▶ DIRECTIONS FOR THIS TASK
For each entry that follows, produce an exact copy.

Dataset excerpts
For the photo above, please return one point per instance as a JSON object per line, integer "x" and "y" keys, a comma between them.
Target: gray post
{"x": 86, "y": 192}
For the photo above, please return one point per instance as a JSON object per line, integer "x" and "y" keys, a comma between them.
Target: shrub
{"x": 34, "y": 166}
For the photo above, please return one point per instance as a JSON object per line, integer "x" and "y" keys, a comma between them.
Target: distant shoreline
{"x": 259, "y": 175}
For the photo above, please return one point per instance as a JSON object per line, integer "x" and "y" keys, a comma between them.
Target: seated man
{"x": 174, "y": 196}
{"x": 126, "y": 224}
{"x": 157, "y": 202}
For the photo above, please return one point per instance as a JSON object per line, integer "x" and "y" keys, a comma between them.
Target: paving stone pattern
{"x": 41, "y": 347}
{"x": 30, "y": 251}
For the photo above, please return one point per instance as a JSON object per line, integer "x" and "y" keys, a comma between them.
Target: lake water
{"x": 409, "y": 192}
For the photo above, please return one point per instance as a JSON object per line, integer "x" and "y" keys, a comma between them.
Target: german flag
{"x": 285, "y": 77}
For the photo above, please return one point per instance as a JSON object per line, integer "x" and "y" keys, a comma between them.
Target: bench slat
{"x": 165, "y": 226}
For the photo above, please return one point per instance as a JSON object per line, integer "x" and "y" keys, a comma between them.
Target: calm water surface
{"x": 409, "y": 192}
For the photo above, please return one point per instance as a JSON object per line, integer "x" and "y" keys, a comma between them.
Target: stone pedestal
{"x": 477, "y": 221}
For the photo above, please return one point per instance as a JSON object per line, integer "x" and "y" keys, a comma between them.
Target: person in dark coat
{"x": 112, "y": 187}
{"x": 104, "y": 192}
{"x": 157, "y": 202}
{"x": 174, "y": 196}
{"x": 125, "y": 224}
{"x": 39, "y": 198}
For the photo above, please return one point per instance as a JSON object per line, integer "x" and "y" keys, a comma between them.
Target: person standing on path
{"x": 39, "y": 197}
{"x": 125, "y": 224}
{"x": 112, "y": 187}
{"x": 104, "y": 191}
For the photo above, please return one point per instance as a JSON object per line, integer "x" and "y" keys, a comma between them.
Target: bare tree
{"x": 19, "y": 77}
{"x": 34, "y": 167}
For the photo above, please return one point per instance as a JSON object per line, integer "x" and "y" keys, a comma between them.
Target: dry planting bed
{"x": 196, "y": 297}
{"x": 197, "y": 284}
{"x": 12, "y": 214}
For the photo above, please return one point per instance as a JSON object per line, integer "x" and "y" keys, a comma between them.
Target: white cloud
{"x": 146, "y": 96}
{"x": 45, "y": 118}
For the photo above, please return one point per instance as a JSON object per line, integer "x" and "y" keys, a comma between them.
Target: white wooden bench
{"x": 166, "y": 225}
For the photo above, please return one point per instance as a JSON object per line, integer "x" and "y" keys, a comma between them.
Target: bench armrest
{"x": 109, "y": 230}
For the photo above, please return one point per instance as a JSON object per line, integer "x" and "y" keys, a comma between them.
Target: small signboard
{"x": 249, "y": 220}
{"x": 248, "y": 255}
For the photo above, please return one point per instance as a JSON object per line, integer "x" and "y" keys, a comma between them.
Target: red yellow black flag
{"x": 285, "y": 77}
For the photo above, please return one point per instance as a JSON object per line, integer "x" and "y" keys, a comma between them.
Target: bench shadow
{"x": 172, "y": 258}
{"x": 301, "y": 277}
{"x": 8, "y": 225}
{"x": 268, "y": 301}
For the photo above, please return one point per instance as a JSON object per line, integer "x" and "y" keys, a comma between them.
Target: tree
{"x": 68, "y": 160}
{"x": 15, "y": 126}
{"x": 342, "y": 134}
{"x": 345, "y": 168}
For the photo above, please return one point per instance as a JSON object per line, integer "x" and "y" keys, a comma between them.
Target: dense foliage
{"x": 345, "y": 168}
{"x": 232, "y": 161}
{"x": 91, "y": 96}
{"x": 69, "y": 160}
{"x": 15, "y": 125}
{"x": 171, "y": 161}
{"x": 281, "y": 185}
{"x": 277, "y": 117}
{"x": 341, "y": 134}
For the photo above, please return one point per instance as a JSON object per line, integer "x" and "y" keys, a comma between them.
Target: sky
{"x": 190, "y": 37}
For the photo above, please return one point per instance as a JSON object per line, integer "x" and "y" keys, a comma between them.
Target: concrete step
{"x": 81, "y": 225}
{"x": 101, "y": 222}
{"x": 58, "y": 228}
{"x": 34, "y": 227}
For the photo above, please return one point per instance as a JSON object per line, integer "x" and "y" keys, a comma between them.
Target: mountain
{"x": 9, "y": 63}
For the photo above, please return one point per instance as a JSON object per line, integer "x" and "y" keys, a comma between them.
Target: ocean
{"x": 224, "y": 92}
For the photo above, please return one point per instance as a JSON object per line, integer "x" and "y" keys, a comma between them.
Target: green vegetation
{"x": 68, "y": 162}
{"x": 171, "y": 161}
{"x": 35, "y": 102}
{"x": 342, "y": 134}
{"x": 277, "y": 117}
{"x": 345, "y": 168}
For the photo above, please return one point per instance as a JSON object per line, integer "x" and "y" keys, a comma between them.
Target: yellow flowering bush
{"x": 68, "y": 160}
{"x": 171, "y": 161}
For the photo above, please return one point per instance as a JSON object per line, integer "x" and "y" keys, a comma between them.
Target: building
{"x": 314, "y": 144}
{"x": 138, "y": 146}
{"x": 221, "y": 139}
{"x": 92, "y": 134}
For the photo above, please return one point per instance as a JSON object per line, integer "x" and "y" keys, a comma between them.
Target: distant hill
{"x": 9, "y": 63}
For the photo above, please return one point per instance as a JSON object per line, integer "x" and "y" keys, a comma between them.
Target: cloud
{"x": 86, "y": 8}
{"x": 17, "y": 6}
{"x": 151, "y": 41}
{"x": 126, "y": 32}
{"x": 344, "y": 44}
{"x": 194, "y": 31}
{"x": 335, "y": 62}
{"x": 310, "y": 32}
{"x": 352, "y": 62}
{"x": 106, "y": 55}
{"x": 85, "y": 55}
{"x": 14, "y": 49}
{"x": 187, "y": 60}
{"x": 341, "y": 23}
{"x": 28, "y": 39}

▶ TASK ANSWER
For the photo above, please return one point per instance as a JSON object per line, integer "x" and "y" keys, a comma between them.
Target: gray post
{"x": 86, "y": 192}
For the photo above, please return one point per instance as a JSON object per line, integer "x" and "y" keys, a comma between them.
Target: shrub
{"x": 34, "y": 166}
For the photo above, please return one point per instance as a JSON object per line, integer "x" and "y" keys, a comma between them.
Target: distant shoreline
{"x": 259, "y": 175}
For the photo above, please return one point per instance as a JSON object per line, integer "x" and "y" keys, a comma between them.
Target: seated man
{"x": 174, "y": 196}
{"x": 126, "y": 224}
{"x": 157, "y": 202}
For the photo above, please return one point per instance as a JSON object per line, integer "x" and "y" keys, a comma between them.
Target: paving stone pattern
{"x": 41, "y": 347}
{"x": 30, "y": 251}
For the photo above, please return one point per instance as a JSON object per line, integer "x" and "y" keys, a comma between them.
Target: lake water
{"x": 409, "y": 192}
For the photo above, please return one point per instance as a JSON object per line, integer "x" and "y" keys, a comma between them.
Target: german flag
{"x": 285, "y": 77}
For the photo above, please return one point per instance as a JSON object per line, integer "x" and "y" keys, a comma between them.
Target: bench slat
{"x": 165, "y": 226}
For the photo above, please return one point per instance as a JSON object per line, integer "x" and "y" keys, a comma between them.
Target: calm water surface
{"x": 409, "y": 192}
For the photo above, please return one point per instance as a JSON object per line, integer "x" and "y" keys, a comma between them.
Target: stone pedestal
{"x": 477, "y": 221}
For the photo above, please return one point per instance as a JSON object per line, integer "x" and "y" keys, a comma between them.
Target: person in dark coat
{"x": 112, "y": 187}
{"x": 104, "y": 192}
{"x": 157, "y": 202}
{"x": 174, "y": 196}
{"x": 125, "y": 224}
{"x": 39, "y": 198}
For the photo above, please return one point per instance as a JSON object per line, integer "x" and "y" keys, a comma between them.
Target: person standing on path
{"x": 39, "y": 197}
{"x": 125, "y": 224}
{"x": 112, "y": 187}
{"x": 104, "y": 191}
For the photo above, please return one point per instance as a JSON object per line, integer "x" and "y" keys, a comma between them.
Target: bare tree
{"x": 19, "y": 77}
{"x": 34, "y": 167}
For the photo above, please return one point per instance as a JSON object per line, integer "x" and "y" keys, a comma between them.
Target: dry planting bed
{"x": 196, "y": 297}
{"x": 197, "y": 284}
{"x": 12, "y": 214}
For the photo above, please return one point per instance as a JSON object per line, integer "x" and "y" keys, a comma between them.
Target: white cloud
{"x": 146, "y": 96}
{"x": 45, "y": 118}
For the photo above, please return one point per instance as a JSON object per line, integer "x" and "y" keys, a comma between them.
Target: white wooden bench
{"x": 166, "y": 225}
For the photo above, please return one point per instance as a JSON object per line, integer "x" and "y" keys, a comma between them.
Target: bench armrest
{"x": 109, "y": 230}
For the photo above, please return one point per instance as a JSON object per line, integer "x" and "y" keys, a comma between them.
Target: small signboard
{"x": 249, "y": 220}
{"x": 248, "y": 255}
For the photo above, please return one point per instance as a JSON object per line, integer "x" and "y" keys, a comma between them.
Target: red yellow black flag
{"x": 285, "y": 77}
For the photo above, please return one point per instance as a JSON object per line, integer "x" and "y" keys, a comma between them.
Target: bench shadow
{"x": 172, "y": 258}
{"x": 301, "y": 277}
{"x": 8, "y": 225}
{"x": 268, "y": 301}
For the photo above, please return one point per instance as a JSON object per line, integer "x" and "y" keys, a comma between them.
Target: tree
{"x": 68, "y": 160}
{"x": 15, "y": 126}
{"x": 342, "y": 134}
{"x": 345, "y": 168}
For the photo above, please return one point per instance as a JSON object per line, integer "x" and "y" keys, a comma between them.
Target: dense foliage
{"x": 345, "y": 168}
{"x": 232, "y": 161}
{"x": 91, "y": 96}
{"x": 69, "y": 160}
{"x": 15, "y": 125}
{"x": 171, "y": 161}
{"x": 281, "y": 185}
{"x": 277, "y": 117}
{"x": 341, "y": 134}
For the photo above, please return one point per instance as a JSON object per line, integer "x" and "y" keys, a comma between them.
Target: sky
{"x": 190, "y": 37}
For the photo above, please return one point per instance as a JSON object per line, integer "x" and "y" keys, a comma between them.
Target: concrete step
{"x": 81, "y": 225}
{"x": 101, "y": 222}
{"x": 58, "y": 228}
{"x": 34, "y": 227}
For the photo above, please return one point per instance as a JSON object per line, integer "x" and "y" keys, a comma between them.
Target: mountain
{"x": 9, "y": 63}
For the photo above, please return one point per instance as a JSON object per line, integer "x" and "y" keys, a comma between them.
Target: ocean
{"x": 224, "y": 92}
For the photo above, please return one point per instance as a JSON object per line, integer "x" and "y" keys, a comma between them.
Target: green vegetation
{"x": 68, "y": 162}
{"x": 171, "y": 161}
{"x": 35, "y": 102}
{"x": 342, "y": 134}
{"x": 277, "y": 117}
{"x": 345, "y": 168}
For the photo above, please return one point per instance as a JSON object per line, integer "x" and "y" keys, a comma between them.
Target: yellow flowering bush
{"x": 68, "y": 160}
{"x": 171, "y": 161}
For the photo above, please return one point per instance as a JSON object per line, integer "x" and "y" keys, a comma between them.
Target: building
{"x": 314, "y": 144}
{"x": 138, "y": 146}
{"x": 221, "y": 139}
{"x": 92, "y": 134}
For the photo above, please return one point per instance as a JSON object per line, integer "x" and "y" keys, a comma between them.
Target: distant hill
{"x": 9, "y": 63}
For the photo above, please return one point per instance as a JSON object per line, integer "x" and "y" keys, a comma between them.
Target: cloud
{"x": 86, "y": 8}
{"x": 17, "y": 6}
{"x": 151, "y": 41}
{"x": 126, "y": 32}
{"x": 344, "y": 44}
{"x": 194, "y": 31}
{"x": 335, "y": 62}
{"x": 310, "y": 32}
{"x": 352, "y": 62}
{"x": 106, "y": 55}
{"x": 85, "y": 55}
{"x": 14, "y": 49}
{"x": 187, "y": 60}
{"x": 341, "y": 23}
{"x": 28, "y": 39}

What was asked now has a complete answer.